Stored items from a collection:
● ● ● ●
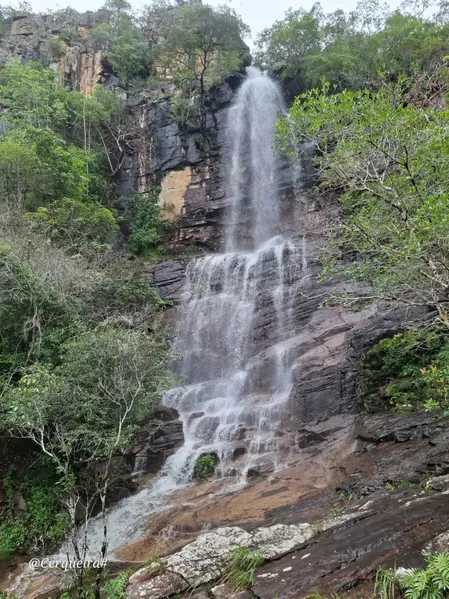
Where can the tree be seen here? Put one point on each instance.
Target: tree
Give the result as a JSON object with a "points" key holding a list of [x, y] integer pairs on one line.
{"points": [[285, 45], [83, 412], [122, 42], [388, 161], [199, 46], [363, 48]]}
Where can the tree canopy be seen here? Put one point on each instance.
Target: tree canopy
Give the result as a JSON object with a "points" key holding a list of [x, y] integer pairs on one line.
{"points": [[363, 48]]}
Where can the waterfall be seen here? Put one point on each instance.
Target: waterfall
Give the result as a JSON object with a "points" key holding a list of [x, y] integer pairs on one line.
{"points": [[253, 164], [231, 405], [237, 316]]}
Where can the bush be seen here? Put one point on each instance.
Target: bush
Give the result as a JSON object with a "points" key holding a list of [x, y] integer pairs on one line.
{"points": [[80, 226], [242, 568], [430, 583], [204, 466], [395, 372], [143, 212], [42, 526]]}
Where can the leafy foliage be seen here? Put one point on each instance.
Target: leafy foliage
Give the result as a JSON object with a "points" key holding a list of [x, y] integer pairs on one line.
{"points": [[430, 583], [204, 466], [43, 524], [392, 370], [200, 46], [122, 41], [77, 225], [387, 158], [362, 48], [107, 379], [242, 568], [144, 212]]}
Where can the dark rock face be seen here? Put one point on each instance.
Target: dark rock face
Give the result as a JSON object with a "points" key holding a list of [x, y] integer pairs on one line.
{"points": [[80, 67], [155, 442]]}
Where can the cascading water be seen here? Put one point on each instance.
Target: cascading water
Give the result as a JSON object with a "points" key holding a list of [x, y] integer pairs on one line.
{"points": [[225, 409], [237, 314]]}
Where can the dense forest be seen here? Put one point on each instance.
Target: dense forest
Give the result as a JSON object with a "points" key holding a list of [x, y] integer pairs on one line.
{"points": [[84, 355]]}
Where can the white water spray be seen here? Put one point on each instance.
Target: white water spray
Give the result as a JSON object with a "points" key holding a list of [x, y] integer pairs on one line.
{"points": [[237, 313]]}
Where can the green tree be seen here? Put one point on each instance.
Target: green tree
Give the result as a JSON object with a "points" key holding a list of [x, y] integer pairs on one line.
{"points": [[85, 411], [122, 41], [286, 44], [200, 46], [388, 161]]}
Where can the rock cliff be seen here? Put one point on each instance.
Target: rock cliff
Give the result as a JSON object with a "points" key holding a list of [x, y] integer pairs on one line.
{"points": [[336, 510]]}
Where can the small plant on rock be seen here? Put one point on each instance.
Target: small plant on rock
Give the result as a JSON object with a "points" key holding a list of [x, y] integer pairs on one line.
{"points": [[242, 568], [204, 466], [385, 584], [430, 583]]}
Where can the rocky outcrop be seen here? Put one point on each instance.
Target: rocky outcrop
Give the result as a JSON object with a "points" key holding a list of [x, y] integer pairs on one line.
{"points": [[61, 42], [155, 442]]}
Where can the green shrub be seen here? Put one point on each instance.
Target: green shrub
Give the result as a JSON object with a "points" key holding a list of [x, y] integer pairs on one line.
{"points": [[395, 372], [204, 466], [77, 225], [42, 525], [56, 47], [115, 588], [430, 583], [143, 212], [242, 568]]}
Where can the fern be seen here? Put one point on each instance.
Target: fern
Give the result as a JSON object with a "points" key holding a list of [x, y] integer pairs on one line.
{"points": [[431, 583], [242, 568], [385, 584], [439, 565]]}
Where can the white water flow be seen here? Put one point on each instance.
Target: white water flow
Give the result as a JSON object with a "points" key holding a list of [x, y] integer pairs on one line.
{"points": [[231, 404], [236, 316]]}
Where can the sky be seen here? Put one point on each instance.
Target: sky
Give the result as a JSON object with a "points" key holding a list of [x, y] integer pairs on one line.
{"points": [[258, 14]]}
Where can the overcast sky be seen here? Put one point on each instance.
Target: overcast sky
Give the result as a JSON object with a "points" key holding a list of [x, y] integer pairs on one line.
{"points": [[258, 14]]}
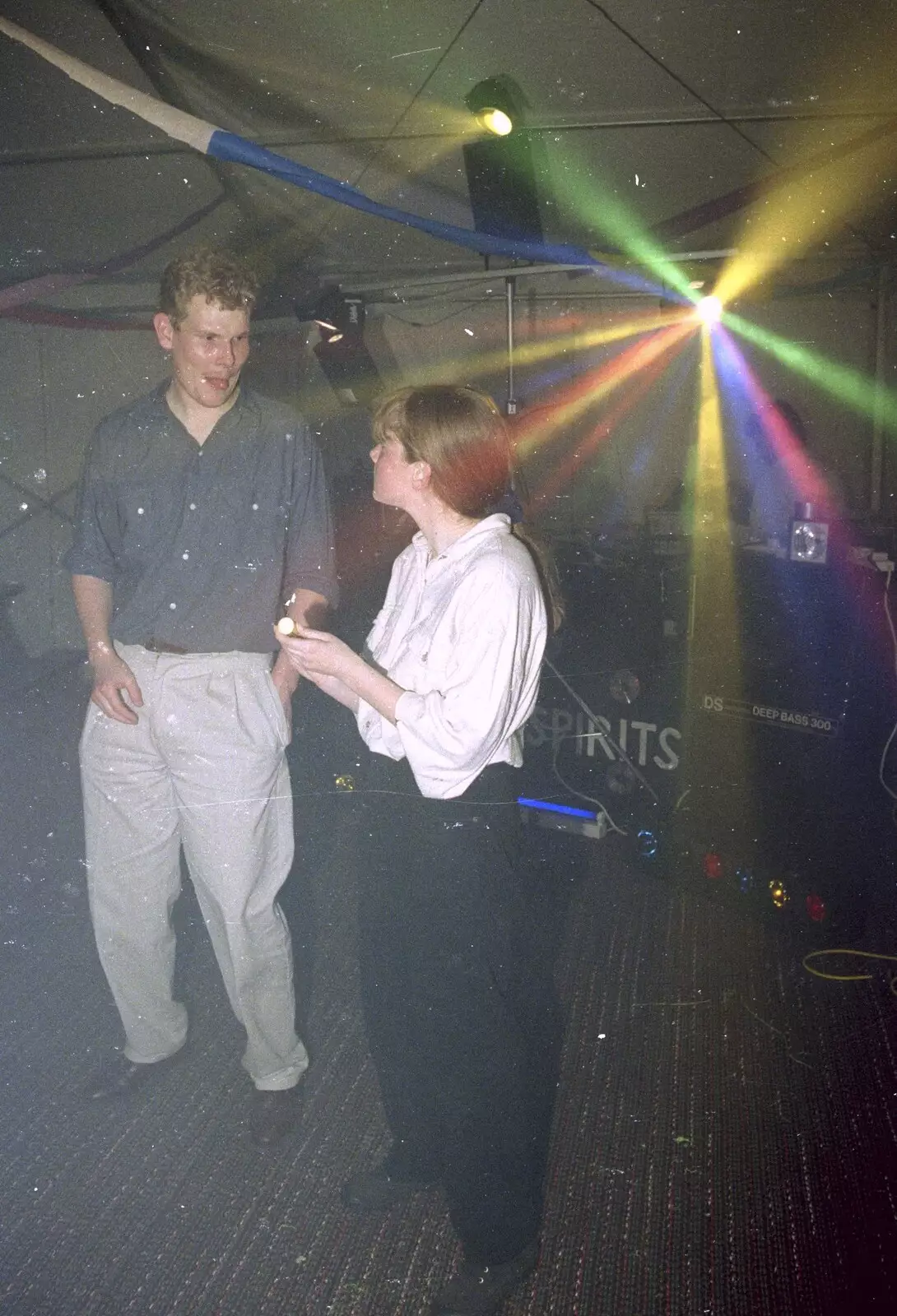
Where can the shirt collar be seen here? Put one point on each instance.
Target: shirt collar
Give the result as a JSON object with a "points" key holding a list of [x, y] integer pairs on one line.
{"points": [[495, 524]]}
● ● ● ●
Copy out the items again without changes, starting at the line containing "Where can the rock cliff" and ending at the last line of the items, and leave the pictures out of your answer.

**Completed task:**
Where can the rock cliff be seen here? Put one point on each instance.
Target: rock cliff
Give the result as a JSON object with a "points" key holding a list of [x, y] integer pairs on one line.
{"points": [[336, 510]]}
Where can the small plant on rock be seen here? Put one point on each instance.
Target: small plant on rock
Give the result as a JSON object with a "points" key holding a list of [x, y] integer pairs on one line.
{"points": [[242, 568], [204, 466], [385, 584], [430, 583]]}
Where can the rocky outcrop be seen here? Put one point on each instance.
Target: rocky outcrop
Give the result as a JSON object with a "points" key holding a list of [x, y] integer pairs on one line.
{"points": [[61, 42], [155, 442]]}
Where can the green shrub be seen here? Put one point on each instance.
Target: green shrub
Give the result as a JSON object with a "points" key holding a list of [x, y] integer pairs on one line.
{"points": [[395, 372], [204, 466], [77, 225], [42, 525], [56, 47], [115, 588], [430, 583], [143, 212], [242, 568]]}
Where can the fern be seen here? Put one point on each instance.
Target: fern
Give the result as a JSON object with a "points" key holding a list of [x, y] integer pairs on one line.
{"points": [[431, 583], [242, 568], [385, 584], [439, 565]]}
Where can the white water flow be seen here? Put one point on each instance.
Target: white water flow
Give the result as a JSON object with a "points" key holding a list of [x, y] integer pairs on one line.
{"points": [[231, 404], [236, 316]]}
Where can the sky be seen here? Put one point on each instance.
Target: sky
Give the result as a JSON object with a "points" key holding a list of [x, y] integer pairs on one line.
{"points": [[258, 14]]}
Where can the overcast sky be seen here? Put one point on each instance.
Target: overcast sky
Give the result as a JSON object with a "points" key holding a list of [x, y] integer pairs on one line.
{"points": [[258, 14]]}
Where can the shirt collar be seen here? Put one point on each instance.
Target: shirt collar
Give the result as a JSON object with a "points" key holding a list of [x, y] integer pairs on one line.
{"points": [[495, 524]]}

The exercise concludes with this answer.